Excerpted data:
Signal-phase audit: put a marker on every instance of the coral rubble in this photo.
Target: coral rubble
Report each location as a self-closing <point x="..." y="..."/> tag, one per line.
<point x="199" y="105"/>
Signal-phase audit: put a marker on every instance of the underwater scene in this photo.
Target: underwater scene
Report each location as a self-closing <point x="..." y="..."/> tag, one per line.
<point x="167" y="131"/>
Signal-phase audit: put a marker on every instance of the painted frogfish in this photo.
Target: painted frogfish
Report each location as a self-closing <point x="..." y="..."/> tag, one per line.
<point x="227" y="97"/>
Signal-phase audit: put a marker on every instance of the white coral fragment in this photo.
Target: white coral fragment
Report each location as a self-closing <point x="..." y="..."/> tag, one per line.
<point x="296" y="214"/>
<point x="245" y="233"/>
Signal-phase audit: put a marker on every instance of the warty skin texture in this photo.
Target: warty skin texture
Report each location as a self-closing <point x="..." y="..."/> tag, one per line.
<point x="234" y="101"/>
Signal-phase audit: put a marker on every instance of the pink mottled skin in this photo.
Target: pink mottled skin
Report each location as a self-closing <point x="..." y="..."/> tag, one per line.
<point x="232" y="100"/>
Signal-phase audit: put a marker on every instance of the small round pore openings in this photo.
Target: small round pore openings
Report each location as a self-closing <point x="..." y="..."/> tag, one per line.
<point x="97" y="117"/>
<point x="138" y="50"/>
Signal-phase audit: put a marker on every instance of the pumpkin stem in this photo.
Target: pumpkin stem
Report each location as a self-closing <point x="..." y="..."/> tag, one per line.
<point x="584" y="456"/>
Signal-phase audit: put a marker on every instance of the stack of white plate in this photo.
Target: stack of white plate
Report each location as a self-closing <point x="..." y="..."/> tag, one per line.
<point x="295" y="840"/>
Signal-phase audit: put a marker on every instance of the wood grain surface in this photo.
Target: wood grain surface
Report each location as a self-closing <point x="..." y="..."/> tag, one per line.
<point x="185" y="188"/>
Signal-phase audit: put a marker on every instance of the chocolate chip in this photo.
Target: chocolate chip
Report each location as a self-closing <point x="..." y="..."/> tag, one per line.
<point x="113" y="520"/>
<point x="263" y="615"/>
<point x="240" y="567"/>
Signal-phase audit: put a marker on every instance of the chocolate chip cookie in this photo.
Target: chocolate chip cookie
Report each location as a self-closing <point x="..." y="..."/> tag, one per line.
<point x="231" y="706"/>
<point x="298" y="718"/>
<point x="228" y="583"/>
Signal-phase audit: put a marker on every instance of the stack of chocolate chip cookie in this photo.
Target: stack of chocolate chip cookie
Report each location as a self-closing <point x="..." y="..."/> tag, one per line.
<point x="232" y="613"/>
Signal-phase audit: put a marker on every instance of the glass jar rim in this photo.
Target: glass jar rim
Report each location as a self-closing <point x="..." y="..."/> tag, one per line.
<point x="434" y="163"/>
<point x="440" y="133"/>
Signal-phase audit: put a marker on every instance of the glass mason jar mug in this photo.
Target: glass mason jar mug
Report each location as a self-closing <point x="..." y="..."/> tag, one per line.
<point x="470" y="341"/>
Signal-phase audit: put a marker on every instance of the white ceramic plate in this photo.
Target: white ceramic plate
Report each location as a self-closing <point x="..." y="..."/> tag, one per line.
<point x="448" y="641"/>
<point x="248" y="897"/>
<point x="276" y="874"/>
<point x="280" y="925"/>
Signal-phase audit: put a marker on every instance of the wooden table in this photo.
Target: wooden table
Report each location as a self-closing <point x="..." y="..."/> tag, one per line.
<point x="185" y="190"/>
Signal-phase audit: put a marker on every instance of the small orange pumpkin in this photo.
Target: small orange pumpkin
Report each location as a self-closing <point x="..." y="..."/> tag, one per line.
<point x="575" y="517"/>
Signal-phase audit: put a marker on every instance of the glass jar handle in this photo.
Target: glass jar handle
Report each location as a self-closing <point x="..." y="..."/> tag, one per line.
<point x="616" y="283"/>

Exercise objective: Extract the lines above from the one containing "Signal-phase audit: put a marker on every instance of the wooden" to the last line, both included, exactly as written.

Correct result:
Signal-phase audit: put a marker on every instance of the wooden table in this photo.
Target: wooden table
Report each location as a self-closing <point x="..." y="..."/> tag, one per line.
<point x="185" y="190"/>
Signal-phase audit: put a marker on every instance of the small orange pumpkin in this photo.
Target: small orange pumpkin
Report each location as a self-closing <point x="..." y="..."/> tag, one per line.
<point x="575" y="517"/>
Signal-phase audit: put a marker on every instance of the glass jar handle in this photo.
Target: glass jar handle
Report each location as a self-closing <point x="..." y="..."/> tag, one per line.
<point x="616" y="283"/>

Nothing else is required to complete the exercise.